● EXERCISE GOAL
Each line in the entries below that holds the string "wooden" is to be listed.

(Saved entries)
----------
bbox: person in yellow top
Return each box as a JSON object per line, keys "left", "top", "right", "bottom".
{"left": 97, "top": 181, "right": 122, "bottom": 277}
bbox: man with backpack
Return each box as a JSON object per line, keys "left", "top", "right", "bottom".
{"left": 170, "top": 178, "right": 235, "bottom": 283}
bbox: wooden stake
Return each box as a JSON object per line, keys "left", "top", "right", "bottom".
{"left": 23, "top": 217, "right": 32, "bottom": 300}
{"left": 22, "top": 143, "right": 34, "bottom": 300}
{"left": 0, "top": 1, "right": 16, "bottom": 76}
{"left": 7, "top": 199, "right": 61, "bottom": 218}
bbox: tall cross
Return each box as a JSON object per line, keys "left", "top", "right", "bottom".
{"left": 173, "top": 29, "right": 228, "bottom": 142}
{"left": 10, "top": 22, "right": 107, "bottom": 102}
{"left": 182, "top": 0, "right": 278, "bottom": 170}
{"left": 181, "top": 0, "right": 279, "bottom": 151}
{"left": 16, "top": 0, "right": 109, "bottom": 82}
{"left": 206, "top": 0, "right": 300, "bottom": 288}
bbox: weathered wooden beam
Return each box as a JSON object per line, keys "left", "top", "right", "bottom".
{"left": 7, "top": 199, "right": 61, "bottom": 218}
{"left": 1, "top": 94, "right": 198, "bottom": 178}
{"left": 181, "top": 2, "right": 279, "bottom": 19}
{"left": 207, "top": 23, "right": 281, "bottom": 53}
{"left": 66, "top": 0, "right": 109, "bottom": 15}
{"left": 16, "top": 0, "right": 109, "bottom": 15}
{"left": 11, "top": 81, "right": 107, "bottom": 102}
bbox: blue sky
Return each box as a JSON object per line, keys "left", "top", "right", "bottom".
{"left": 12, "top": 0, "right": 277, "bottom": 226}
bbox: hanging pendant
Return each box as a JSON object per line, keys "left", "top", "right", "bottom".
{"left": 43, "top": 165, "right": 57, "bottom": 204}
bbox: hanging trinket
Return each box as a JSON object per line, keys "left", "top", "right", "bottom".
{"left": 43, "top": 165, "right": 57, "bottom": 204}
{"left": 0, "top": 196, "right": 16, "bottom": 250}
----------
● WORKED SOLUTION
bbox: wooden stake
bbox: weathered wooden beam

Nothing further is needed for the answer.